Short problem
Exactly and only the lines from the one with "Target: whale fluke lobe" through the end of the listing are to be transcribed, both ends included.

··········

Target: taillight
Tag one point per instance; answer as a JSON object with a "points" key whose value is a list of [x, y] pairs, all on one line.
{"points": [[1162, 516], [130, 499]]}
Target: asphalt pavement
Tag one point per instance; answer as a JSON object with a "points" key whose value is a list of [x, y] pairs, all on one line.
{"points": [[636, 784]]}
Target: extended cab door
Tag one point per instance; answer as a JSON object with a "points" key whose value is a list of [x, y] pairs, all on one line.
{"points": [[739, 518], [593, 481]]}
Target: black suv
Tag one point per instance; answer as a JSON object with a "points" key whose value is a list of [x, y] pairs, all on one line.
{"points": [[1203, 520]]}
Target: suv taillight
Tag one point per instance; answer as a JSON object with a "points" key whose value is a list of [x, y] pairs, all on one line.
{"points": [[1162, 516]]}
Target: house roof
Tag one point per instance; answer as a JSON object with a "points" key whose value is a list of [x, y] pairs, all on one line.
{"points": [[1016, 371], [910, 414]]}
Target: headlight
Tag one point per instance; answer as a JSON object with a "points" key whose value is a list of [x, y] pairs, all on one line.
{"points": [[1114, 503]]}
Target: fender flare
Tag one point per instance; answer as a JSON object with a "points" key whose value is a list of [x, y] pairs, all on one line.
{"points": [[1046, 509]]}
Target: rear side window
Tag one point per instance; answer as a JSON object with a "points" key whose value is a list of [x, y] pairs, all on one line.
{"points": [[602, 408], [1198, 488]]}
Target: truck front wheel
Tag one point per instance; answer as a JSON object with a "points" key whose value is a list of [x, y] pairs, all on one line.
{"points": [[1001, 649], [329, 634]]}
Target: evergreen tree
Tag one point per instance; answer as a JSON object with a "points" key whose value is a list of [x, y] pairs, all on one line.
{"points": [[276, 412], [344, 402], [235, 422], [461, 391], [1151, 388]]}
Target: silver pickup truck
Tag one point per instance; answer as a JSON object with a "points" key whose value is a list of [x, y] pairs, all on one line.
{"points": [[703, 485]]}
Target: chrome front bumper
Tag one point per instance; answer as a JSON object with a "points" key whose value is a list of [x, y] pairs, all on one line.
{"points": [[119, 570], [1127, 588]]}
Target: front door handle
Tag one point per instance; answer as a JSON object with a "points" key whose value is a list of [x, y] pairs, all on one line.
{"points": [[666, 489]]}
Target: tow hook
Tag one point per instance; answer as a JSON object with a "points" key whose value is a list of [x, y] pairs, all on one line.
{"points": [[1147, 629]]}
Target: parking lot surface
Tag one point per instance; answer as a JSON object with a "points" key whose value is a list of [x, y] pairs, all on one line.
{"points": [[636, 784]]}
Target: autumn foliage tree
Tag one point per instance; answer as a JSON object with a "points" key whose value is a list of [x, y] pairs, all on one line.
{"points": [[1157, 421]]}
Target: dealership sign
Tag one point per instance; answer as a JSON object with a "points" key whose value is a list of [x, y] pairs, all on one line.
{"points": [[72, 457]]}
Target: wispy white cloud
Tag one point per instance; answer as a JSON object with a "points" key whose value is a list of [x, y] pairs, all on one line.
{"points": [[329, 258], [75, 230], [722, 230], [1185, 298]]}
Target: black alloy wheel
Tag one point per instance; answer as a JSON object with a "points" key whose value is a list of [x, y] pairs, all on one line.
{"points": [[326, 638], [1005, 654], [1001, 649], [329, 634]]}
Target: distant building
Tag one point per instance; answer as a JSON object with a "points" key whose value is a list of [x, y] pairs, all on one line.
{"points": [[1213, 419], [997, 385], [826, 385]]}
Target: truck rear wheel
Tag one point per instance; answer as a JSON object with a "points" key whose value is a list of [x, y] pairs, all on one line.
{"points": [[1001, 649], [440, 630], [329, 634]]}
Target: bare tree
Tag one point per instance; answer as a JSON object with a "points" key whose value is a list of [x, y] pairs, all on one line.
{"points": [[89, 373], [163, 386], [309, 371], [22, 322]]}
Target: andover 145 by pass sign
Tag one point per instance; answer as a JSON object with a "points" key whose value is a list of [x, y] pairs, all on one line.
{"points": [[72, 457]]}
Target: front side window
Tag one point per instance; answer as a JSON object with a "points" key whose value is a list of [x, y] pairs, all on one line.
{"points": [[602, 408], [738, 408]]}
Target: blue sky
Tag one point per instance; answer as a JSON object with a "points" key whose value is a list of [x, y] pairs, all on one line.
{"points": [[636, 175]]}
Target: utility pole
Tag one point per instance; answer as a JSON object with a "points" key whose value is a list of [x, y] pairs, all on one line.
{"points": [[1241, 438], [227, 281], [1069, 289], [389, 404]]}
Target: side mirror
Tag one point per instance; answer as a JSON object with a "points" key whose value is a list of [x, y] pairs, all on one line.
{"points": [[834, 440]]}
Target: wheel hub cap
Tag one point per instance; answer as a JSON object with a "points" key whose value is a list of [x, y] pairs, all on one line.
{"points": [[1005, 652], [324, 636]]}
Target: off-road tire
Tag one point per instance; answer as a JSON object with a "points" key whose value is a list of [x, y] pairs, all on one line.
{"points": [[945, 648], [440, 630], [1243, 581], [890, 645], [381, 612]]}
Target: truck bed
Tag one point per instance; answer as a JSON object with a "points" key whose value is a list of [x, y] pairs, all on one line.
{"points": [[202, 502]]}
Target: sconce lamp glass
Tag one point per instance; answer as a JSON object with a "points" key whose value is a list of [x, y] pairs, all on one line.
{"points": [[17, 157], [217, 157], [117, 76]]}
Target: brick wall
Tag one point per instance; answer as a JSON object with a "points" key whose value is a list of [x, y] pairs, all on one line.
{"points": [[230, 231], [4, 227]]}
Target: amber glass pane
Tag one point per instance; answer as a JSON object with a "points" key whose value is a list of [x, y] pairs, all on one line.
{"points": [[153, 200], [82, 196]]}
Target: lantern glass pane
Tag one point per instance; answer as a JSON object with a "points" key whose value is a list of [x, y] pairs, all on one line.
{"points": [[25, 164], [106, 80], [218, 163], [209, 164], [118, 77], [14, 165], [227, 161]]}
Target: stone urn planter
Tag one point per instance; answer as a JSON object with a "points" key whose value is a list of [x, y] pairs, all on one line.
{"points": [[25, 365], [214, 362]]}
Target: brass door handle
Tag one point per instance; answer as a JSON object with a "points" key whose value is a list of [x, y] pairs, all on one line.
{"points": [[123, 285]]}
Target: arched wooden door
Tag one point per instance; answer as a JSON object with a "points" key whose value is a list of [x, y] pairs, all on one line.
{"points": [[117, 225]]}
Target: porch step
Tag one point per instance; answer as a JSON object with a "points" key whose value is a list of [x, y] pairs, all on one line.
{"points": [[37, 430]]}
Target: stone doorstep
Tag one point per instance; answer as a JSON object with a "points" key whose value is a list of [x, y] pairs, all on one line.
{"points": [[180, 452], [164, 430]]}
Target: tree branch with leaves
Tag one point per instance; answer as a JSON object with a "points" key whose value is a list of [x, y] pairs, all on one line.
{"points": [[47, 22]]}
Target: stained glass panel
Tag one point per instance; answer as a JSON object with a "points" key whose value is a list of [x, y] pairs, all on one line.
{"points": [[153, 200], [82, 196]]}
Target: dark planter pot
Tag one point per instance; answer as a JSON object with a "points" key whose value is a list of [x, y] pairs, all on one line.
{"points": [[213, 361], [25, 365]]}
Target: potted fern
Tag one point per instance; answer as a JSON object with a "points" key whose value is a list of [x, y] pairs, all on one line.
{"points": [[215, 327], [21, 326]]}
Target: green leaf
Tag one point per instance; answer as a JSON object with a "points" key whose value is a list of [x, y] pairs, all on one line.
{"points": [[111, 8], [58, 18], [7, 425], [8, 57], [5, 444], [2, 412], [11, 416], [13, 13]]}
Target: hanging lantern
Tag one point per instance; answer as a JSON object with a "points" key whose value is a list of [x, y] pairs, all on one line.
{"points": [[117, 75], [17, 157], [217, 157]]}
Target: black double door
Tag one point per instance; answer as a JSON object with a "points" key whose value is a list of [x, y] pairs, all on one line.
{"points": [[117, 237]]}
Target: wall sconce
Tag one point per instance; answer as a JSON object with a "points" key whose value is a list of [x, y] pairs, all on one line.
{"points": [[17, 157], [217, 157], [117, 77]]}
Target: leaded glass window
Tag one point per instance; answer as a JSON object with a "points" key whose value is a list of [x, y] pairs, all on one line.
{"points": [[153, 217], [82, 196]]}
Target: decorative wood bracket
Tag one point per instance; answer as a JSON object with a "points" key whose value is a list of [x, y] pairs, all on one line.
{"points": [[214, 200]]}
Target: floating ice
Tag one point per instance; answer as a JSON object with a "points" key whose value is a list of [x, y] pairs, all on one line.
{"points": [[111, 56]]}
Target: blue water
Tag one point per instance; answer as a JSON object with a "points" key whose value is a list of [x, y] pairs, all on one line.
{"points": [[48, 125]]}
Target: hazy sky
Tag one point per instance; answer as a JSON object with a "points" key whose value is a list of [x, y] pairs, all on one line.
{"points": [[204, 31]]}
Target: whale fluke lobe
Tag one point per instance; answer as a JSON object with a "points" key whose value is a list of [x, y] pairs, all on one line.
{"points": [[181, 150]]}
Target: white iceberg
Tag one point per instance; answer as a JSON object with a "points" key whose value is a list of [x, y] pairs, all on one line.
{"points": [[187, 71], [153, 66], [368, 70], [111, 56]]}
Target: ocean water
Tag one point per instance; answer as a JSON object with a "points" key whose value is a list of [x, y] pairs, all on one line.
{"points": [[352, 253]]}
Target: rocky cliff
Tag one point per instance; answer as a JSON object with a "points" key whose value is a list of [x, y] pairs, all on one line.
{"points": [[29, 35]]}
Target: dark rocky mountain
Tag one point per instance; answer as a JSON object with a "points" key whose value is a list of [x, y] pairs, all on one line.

··········

Result for this task
Target: whale fluke lobe
Tag one point per instance; answer as a JSON object with a "points" key whose value is a list of [x, y] pairs, all on one line.
{"points": [[181, 150]]}
Target: white iceberg
Tag one point per instance; answer as a JSON object with a "points" key whose value is a list of [x, y] pairs, all on one line.
{"points": [[187, 71], [153, 66], [368, 70], [111, 56]]}
Target: ocean water
Tag one point per instance; answer as a JSON object with a "points" key whose value is a list of [x, y] pairs, all on one line.
{"points": [[352, 253]]}
Target: rocky cliff
Tag one point per instance; answer as a JSON object with a "points" key whose value is a list of [x, y] pairs, all on one line.
{"points": [[29, 35]]}
Target: dark rocky mountain
Tag one point per instance; answer as a JSON object with a "points" key whose value is a list of [x, y] pairs, all on one line.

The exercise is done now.